» PROMPT
Rewrite everything from the line containing "TARGET = steam from humidifier" down to the last line of the rows below as a numbered list, leaving out any blank lines.

» ITEMS
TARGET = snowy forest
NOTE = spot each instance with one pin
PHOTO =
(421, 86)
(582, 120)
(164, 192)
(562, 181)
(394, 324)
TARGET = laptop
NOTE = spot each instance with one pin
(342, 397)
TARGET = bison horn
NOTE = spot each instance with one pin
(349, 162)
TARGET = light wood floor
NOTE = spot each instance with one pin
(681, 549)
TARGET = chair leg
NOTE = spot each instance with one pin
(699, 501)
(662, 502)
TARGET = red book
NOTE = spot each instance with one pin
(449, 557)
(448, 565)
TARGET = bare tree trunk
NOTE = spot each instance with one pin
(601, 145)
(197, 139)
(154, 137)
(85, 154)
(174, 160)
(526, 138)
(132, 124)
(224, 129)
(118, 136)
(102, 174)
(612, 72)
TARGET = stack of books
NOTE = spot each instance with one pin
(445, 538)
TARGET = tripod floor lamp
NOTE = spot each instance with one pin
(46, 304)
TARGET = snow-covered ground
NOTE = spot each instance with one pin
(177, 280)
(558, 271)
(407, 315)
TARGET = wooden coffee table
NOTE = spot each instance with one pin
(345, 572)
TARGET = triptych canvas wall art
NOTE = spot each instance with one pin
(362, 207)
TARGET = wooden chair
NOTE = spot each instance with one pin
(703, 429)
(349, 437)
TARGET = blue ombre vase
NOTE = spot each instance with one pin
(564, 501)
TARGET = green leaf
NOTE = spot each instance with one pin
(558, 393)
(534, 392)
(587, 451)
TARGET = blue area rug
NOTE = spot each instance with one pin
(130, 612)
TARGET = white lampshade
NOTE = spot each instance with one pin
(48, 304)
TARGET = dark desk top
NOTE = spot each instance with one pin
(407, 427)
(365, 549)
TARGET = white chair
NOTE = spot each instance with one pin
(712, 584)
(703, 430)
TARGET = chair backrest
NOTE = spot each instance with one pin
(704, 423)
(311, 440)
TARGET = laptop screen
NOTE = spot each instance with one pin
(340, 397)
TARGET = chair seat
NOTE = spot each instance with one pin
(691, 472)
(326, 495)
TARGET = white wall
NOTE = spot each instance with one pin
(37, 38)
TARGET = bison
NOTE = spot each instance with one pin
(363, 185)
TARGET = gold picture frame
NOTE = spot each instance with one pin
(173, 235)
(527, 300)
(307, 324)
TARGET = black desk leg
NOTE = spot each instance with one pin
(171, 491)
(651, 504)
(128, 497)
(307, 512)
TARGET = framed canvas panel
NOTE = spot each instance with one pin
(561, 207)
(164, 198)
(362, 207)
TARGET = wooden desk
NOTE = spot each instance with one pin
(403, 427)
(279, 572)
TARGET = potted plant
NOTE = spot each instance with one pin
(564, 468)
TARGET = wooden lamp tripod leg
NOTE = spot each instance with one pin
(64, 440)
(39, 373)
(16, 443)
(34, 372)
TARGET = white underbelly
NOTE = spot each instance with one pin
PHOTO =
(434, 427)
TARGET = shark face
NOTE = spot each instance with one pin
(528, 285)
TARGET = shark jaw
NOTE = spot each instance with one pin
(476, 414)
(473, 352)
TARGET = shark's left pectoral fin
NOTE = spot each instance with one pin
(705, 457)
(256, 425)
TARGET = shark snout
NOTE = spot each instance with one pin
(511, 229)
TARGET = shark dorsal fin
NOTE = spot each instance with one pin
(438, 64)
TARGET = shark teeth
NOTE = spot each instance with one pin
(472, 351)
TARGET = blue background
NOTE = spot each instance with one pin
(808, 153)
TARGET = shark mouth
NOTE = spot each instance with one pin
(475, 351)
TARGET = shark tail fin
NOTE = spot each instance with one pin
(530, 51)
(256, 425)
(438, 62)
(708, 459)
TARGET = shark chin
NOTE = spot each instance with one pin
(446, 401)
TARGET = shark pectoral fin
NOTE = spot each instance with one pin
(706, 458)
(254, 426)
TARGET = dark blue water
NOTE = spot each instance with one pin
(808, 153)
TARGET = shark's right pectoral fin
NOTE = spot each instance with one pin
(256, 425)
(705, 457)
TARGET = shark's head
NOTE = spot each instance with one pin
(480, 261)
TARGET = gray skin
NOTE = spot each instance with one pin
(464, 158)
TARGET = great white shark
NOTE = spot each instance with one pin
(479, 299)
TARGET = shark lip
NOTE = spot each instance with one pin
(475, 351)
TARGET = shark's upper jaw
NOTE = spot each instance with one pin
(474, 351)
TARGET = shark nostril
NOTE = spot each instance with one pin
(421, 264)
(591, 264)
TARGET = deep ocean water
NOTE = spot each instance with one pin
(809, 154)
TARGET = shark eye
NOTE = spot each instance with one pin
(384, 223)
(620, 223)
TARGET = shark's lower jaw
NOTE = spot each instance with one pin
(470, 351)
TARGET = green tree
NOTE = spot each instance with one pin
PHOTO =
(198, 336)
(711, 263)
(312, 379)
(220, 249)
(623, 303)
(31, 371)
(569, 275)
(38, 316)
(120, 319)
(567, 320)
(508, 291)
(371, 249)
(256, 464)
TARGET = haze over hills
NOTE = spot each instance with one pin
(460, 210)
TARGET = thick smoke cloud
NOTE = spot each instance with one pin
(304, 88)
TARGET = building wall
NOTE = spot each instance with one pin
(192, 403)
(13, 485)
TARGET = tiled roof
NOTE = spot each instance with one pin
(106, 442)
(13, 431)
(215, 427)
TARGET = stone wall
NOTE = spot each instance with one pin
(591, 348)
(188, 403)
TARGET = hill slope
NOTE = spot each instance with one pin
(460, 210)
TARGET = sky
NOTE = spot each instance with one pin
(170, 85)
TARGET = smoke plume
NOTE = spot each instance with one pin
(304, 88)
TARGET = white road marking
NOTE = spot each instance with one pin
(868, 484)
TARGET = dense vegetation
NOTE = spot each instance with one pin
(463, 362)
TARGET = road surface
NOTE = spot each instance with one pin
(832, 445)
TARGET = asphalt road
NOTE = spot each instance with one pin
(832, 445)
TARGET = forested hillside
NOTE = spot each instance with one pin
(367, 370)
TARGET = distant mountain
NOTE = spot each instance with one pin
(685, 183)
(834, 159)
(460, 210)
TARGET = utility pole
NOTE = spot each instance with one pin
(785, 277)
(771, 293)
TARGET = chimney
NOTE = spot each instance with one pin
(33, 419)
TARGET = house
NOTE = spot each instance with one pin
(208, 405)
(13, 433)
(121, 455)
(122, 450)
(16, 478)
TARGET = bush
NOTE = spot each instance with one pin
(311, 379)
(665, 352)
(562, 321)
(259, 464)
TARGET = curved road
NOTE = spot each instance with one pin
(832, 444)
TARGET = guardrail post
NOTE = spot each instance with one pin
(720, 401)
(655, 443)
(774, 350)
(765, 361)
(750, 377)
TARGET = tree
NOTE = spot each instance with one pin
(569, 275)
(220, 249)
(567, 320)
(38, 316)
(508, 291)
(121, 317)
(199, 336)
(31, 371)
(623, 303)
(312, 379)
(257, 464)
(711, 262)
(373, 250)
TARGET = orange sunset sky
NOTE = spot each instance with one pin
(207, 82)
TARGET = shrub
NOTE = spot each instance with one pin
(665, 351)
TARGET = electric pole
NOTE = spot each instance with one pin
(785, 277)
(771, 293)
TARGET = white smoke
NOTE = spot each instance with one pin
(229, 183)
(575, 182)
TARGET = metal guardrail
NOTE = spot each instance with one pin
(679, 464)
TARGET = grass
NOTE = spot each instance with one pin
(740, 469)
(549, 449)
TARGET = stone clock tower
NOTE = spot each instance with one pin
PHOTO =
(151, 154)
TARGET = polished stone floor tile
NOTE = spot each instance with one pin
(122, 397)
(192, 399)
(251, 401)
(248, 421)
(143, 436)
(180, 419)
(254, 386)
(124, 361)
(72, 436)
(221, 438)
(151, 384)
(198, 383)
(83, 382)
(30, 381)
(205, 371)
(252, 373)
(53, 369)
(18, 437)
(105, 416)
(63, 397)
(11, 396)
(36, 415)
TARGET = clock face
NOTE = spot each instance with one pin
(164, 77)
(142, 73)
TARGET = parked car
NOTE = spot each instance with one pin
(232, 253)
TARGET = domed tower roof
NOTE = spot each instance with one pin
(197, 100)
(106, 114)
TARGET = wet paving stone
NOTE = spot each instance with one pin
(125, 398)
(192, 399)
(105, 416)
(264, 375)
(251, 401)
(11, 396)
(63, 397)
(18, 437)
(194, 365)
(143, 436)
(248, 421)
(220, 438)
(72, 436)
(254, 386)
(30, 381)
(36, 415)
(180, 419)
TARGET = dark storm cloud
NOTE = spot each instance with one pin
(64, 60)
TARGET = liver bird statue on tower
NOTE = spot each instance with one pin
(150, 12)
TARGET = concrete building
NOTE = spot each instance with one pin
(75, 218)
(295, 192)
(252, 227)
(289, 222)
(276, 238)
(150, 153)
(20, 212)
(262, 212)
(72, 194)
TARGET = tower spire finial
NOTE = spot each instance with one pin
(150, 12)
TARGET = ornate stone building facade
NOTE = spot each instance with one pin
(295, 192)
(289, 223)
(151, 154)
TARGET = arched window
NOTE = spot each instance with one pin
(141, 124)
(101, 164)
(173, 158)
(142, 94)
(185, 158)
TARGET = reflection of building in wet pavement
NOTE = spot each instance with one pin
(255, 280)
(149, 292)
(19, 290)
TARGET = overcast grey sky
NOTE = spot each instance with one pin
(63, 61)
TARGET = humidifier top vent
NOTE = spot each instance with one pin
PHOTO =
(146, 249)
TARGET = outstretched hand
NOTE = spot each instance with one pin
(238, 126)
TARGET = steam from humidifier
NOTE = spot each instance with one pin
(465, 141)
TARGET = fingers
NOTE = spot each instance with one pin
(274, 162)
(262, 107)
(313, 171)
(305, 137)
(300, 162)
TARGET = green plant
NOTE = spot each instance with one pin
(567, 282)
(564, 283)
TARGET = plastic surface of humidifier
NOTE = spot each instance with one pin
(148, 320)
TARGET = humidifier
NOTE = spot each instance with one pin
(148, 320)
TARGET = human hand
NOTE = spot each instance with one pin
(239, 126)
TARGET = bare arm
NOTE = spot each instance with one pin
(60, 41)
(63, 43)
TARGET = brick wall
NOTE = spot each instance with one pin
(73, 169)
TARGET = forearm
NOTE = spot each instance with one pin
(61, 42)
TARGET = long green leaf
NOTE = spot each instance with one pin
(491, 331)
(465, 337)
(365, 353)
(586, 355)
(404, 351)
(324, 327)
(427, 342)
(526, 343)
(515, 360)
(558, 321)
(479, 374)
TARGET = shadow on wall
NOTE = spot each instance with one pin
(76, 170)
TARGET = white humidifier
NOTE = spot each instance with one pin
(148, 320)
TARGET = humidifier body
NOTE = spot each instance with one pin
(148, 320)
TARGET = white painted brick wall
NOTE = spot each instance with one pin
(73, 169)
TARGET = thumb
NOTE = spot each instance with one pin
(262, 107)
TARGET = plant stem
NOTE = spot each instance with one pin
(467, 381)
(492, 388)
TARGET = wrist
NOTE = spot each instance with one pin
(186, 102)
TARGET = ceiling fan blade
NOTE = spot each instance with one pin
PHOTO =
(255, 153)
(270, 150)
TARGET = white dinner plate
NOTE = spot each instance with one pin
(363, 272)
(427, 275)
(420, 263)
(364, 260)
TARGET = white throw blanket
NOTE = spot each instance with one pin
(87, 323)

» EXERCISE ANSWER
1. TARGET = steam from humidifier
2. NOTE = spot each instance with one pin
3. (465, 141)
4. TARGET = fingers
5. NOTE = spot each instance with one pin
6. (274, 162)
7. (262, 107)
8. (313, 171)
9. (305, 137)
10. (300, 162)
11. TARGET = green plant
12. NOTE = spot each instance with one pin
13. (567, 282)
14. (564, 283)
15. TARGET = plastic surface of humidifier
16. NOTE = spot each instance with one pin
17. (148, 320)
18. TARGET = humidifier
19. NOTE = spot each instance with one pin
20. (148, 320)
21. TARGET = human hand
22. NOTE = spot each instance with one pin
23. (239, 126)
24. TARGET = bare arm
25. NOTE = spot each instance with one pin
26. (60, 41)
27. (63, 43)
28. TARGET = brick wall
29. NOTE = spot each instance with one pin
30. (73, 169)
31. TARGET = forearm
32. NOTE = spot each instance with one pin
33. (61, 42)
34. TARGET = long green leaf
35. NOTE = spot each instance with one pin
36. (491, 331)
37. (465, 337)
38. (365, 353)
39. (586, 355)
40. (404, 351)
41. (324, 327)
42. (427, 342)
43. (526, 343)
44. (515, 360)
45. (558, 321)
46. (479, 374)
47. TARGET = shadow on wall
48. NOTE = spot each instance with one pin
49. (76, 170)
50. TARGET = white humidifier
51. NOTE = spot each instance with one pin
52. (148, 320)
53. TARGET = humidifier body
54. NOTE = spot each instance with one pin
55. (148, 320)
56. TARGET = white painted brick wall
57. NOTE = spot each instance with one pin
58. (73, 169)
59. TARGET = thumb
60. NOTE = spot each instance with one pin
61. (262, 107)
62. TARGET = plant stem
63. NOTE = spot each instance with one pin
64. (467, 381)
65. (492, 388)
66. TARGET = wrist
67. NOTE = spot each instance with one pin
68. (186, 102)
69. TARGET = ceiling fan blade
70. NOTE = spot each instance with one pin
71. PHOTO =
72. (255, 153)
73. (270, 150)
74. TARGET = white dinner plate
75. NOTE = spot each instance with one pin
76. (363, 272)
77. (427, 275)
78. (420, 263)
79. (364, 260)
80. TARGET = white throw blanket
81. NOTE = spot each instance with one pin
82. (87, 323)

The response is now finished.